[Written instruction]:
Which lines in the entries below contain the word "water"? Report each of those lines in full.

[Material shown]:
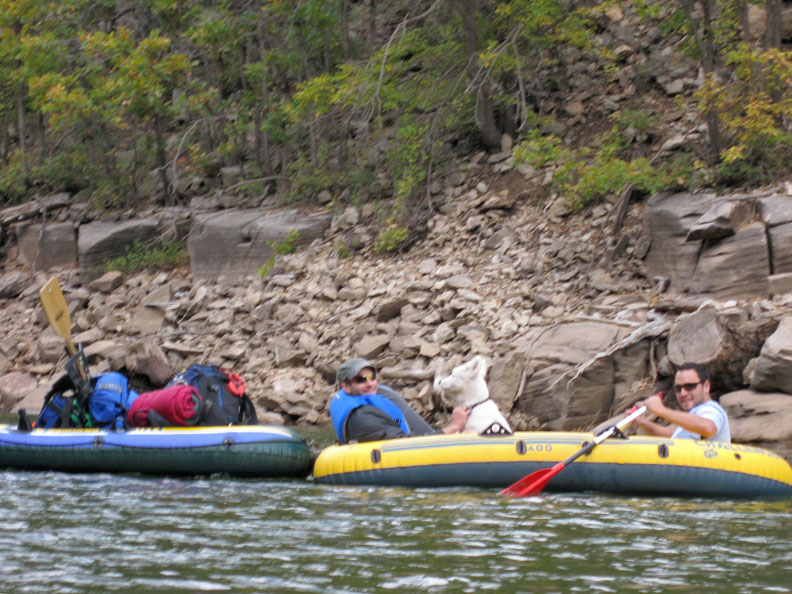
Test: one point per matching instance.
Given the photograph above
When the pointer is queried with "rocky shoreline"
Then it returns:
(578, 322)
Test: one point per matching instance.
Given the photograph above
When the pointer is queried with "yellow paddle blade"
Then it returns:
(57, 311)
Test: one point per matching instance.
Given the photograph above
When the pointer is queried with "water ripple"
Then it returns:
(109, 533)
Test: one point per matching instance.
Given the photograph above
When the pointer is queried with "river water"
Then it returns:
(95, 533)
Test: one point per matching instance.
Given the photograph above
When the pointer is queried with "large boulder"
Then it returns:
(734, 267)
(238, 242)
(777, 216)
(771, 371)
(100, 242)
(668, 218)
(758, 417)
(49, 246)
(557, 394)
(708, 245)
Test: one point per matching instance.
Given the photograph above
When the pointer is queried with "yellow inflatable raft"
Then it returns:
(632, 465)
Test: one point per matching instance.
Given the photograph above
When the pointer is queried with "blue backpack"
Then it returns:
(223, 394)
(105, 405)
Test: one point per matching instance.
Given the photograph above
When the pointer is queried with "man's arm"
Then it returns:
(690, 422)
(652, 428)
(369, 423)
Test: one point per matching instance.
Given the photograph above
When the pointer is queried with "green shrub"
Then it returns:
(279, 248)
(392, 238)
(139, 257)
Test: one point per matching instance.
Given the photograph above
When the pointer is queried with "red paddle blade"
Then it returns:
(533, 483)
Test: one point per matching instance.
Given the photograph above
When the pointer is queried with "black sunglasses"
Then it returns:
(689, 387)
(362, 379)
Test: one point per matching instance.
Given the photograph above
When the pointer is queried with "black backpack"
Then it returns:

[Exercise solution]:
When the pointer is queried with "water ripple"
When the pointer is queried with "river water"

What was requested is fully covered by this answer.